### Instruksi Anda
Tolong tulis ulang bagian kutipan tentang hukum asuransi yang dimulai dengan "Pengertian asuransi menurut" dan diakhiri dengan "yang tidak pasti.", lalu ubah setiap "pemegang polis" menjadi "nasabah".
:: Kutipan ::
Industri asuransi di Indonesia semakin berkembang pesat. Masyarakat dengan mudah menemukan beragam perusahaan asuransi dengan layanan dan produk asuransi yang ditawarkan. Tidak hanya perusahaan asuransi konvensional, asuransi syariah turut berkembang di era modern dan memiliki banyak pengguna. Sebelum mengetahui lebih jauh seputar asuransi, pastikan Anda memahami pengertian hukum asuransi serta dasar-dasar hukum yang mengatur asuransi konvensional dan syariah.
Pengertian asuransi menurut Otoritas Jasa Keuangan (OJK) adalah perjanjian antara perusahaan asuransi dan pemegang polis. Perjanjian tersebut kemudian menjadi dasar bagi penerimaan premi oleh perusahaan asuransi sebagai imbalan untuk memberikan penggantian kepada pemegang polis atau tertanggung karena terjadinya suatu peristiwa yang tidak pasti.
Semua persoalan mengenai asuransi dapat diselesaikan secara hukum. Hukum asuransi adalah aturan tertulis maupun tidak tertulis yang mengikat tertanggung (peserta asuransi) dan perusahaan asuransi untuk menaati perjanjian yang telah disepakati. Singkatnya, hukum asuransi mengatur apa saja yang menjadi hak dan kewajiban tertanggung maupun perusahaan asuransi.
Adapun kewajiban tertanggung adalah membayar premi secara teratur sesuai dengan kesepakatan awal. Sementara kewajiban perusahaan adalah memberikan penggantian kerugian atas risiko yang dialami peserta. Dengan catatan, tertanggung sudah menunaikan kewajiban sesuai yang ditetapkan. Jadi, bila peserta tidak memenuhi persyaratan dan kewajiban yang sudah ditentukan, maka perusahaan berhak untuk menolak klaim yang diajukan oleh peserta.
:::
:: Data yang Diberikan ::
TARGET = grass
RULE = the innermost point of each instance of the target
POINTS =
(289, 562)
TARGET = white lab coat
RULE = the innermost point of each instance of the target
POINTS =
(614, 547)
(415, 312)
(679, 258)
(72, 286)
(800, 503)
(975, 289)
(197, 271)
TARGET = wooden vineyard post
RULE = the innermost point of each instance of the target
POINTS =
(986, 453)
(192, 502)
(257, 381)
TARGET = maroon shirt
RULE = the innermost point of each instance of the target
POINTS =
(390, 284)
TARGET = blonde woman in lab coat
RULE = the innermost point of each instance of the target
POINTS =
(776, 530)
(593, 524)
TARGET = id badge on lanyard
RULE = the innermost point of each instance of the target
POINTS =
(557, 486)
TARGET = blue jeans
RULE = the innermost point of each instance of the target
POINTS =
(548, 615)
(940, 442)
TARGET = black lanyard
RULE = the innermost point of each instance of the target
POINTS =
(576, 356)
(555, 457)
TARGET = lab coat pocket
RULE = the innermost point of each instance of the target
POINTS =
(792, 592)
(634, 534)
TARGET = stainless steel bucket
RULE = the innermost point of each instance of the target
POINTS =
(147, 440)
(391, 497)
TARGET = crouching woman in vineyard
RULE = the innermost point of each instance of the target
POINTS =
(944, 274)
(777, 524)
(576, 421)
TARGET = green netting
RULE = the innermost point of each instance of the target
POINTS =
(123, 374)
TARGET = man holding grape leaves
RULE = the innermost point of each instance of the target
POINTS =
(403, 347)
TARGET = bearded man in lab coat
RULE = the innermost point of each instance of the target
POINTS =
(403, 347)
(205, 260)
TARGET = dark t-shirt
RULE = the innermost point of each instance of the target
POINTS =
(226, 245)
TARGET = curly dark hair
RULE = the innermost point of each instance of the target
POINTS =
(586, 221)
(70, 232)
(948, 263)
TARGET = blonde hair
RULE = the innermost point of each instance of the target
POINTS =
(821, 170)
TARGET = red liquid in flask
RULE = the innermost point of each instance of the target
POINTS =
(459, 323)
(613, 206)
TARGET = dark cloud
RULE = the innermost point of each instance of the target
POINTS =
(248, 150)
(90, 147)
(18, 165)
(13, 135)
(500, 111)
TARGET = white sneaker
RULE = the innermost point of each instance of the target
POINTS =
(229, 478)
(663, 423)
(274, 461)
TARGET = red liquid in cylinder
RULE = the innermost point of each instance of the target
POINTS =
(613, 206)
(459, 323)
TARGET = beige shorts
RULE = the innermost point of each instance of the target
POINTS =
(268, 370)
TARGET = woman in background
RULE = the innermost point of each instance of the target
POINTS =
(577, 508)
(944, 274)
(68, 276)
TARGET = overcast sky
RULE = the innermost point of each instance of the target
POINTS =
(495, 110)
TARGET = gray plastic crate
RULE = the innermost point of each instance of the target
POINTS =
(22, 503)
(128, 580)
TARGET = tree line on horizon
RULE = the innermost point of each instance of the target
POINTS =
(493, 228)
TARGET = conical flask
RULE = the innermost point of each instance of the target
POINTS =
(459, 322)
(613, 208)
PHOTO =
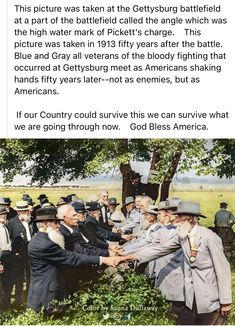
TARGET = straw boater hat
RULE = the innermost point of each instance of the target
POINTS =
(113, 201)
(79, 206)
(22, 205)
(92, 206)
(189, 208)
(129, 200)
(46, 214)
(3, 210)
(171, 203)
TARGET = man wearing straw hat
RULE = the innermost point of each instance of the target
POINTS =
(207, 274)
(47, 256)
(20, 233)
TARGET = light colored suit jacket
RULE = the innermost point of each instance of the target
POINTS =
(168, 270)
(208, 279)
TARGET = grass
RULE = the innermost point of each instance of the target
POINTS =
(209, 201)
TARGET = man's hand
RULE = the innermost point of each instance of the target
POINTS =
(128, 237)
(114, 261)
(112, 253)
(115, 247)
(225, 309)
(1, 268)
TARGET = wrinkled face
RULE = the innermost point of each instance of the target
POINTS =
(184, 225)
(104, 197)
(138, 202)
(52, 225)
(96, 214)
(162, 216)
(70, 218)
(134, 181)
(149, 218)
(3, 218)
(130, 207)
(24, 215)
(112, 208)
(144, 203)
(81, 216)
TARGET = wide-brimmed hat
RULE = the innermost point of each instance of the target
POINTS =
(93, 206)
(223, 204)
(42, 196)
(113, 201)
(79, 206)
(27, 198)
(72, 198)
(7, 200)
(3, 210)
(46, 214)
(150, 211)
(162, 205)
(129, 200)
(171, 203)
(62, 201)
(189, 208)
(22, 205)
(134, 175)
(3, 201)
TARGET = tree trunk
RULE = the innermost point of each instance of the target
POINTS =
(125, 169)
(126, 185)
(165, 188)
(153, 187)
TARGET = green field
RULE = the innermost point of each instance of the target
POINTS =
(209, 201)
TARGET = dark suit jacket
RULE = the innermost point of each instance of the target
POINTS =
(11, 214)
(75, 242)
(93, 241)
(18, 237)
(46, 258)
(96, 231)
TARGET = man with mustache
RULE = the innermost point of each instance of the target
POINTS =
(207, 274)
(20, 232)
(47, 256)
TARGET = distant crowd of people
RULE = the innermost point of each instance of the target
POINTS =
(50, 248)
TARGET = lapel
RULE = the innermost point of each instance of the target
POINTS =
(186, 246)
(198, 237)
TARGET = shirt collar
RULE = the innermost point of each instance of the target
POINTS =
(193, 232)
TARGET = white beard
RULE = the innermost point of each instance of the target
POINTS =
(146, 225)
(184, 229)
(56, 237)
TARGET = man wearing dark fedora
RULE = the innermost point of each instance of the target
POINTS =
(47, 256)
(6, 202)
(20, 233)
(84, 235)
(207, 274)
(95, 230)
(137, 187)
(5, 261)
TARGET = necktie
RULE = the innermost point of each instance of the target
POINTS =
(6, 232)
(170, 227)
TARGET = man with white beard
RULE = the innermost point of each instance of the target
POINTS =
(207, 272)
(47, 256)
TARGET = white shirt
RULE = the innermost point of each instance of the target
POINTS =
(192, 235)
(5, 242)
(26, 226)
(67, 227)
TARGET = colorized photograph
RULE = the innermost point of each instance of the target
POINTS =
(117, 231)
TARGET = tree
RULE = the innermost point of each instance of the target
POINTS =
(50, 160)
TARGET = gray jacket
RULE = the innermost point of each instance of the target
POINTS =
(208, 279)
(168, 270)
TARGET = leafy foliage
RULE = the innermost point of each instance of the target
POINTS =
(131, 302)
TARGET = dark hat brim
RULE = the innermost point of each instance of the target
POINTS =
(188, 213)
:::
### Jawaban Lengkap
Pengertian asuransi menurut Otoritas Jasa Keuangan (OJK) adalah perjanjian antara perusahaan asuransi dan nasabah. Perjanjian tersebut kemudian menjadi dasar bagi penerimaan premi oleh perusahaan asuransi sebagai imbalan untuk memberikan penggantian kepada nasabah atau tertanggung karena terjadinya suatu peristiwa yang tidak pasti.